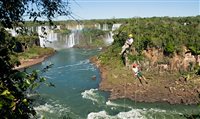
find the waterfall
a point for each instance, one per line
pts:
(109, 38)
(105, 27)
(48, 38)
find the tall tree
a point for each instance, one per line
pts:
(14, 84)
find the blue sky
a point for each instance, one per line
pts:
(107, 9)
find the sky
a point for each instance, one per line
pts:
(108, 9)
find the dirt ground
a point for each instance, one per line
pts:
(165, 87)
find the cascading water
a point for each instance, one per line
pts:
(109, 38)
(48, 38)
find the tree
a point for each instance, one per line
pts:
(14, 84)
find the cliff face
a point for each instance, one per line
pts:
(163, 86)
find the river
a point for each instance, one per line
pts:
(76, 94)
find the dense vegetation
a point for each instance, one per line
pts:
(170, 36)
(14, 84)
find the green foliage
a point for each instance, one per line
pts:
(169, 34)
(133, 58)
(14, 84)
(169, 48)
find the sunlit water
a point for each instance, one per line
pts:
(76, 94)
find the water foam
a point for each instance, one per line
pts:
(83, 62)
(132, 114)
(93, 95)
(51, 109)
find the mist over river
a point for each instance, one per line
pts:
(76, 94)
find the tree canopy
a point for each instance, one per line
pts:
(14, 84)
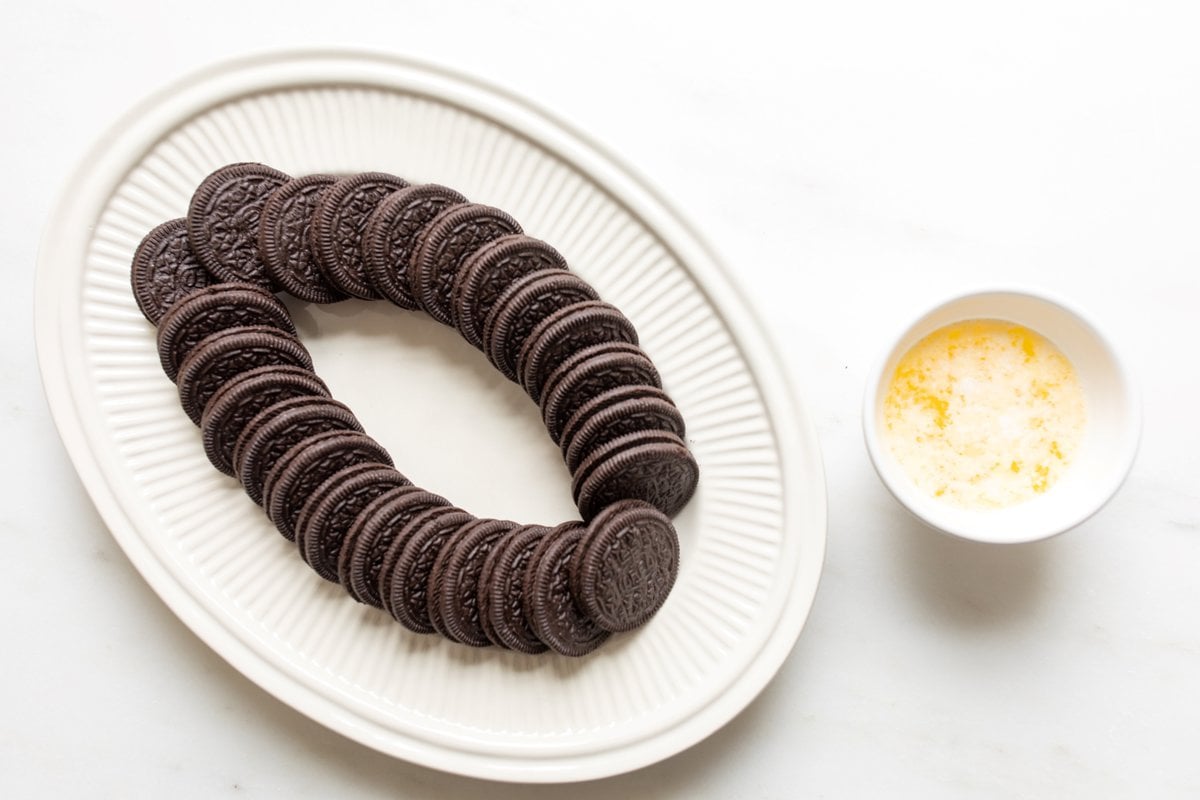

* WHAT IS REQUIRED
Collect each line from the entries above that contains the word "river", matching uppercase and lowercase letters exactly.

* THE RESULT
find the river
find the mist over river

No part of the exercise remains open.